**** Data in this exercise
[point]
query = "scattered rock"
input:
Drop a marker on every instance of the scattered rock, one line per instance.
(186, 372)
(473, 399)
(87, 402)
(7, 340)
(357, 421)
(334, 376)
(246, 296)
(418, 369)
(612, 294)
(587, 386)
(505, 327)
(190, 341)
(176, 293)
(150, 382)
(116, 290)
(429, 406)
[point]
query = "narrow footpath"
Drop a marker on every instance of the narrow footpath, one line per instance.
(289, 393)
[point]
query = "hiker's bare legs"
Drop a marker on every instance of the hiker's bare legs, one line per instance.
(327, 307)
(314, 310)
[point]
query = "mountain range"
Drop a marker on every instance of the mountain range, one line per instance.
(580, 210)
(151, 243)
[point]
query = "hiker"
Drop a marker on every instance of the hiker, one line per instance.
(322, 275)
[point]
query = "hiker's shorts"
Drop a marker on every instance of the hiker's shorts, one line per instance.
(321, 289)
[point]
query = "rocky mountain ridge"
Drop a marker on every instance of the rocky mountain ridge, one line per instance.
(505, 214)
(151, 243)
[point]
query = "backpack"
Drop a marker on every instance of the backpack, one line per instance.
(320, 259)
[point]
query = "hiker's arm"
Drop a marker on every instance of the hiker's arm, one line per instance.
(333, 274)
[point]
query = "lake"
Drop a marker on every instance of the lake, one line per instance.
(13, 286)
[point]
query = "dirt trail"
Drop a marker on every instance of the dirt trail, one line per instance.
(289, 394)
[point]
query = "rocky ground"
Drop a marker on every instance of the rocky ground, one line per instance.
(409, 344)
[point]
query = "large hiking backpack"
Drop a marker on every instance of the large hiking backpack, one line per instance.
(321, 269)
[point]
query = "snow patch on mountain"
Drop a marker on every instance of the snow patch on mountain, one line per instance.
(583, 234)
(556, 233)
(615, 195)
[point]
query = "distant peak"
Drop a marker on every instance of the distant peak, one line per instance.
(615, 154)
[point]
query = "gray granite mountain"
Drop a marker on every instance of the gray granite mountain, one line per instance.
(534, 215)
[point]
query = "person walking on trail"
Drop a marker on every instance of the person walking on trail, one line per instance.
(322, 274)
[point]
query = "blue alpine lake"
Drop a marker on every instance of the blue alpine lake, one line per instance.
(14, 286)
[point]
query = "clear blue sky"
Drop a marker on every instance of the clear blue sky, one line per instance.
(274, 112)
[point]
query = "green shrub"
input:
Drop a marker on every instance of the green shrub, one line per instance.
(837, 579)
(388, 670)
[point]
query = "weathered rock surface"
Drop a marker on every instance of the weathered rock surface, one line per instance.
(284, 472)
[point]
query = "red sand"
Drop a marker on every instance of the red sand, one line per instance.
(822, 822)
********
* Given task
How many lines in the material above contain the string "trail"? Case counts, so give only the number.

* Result
4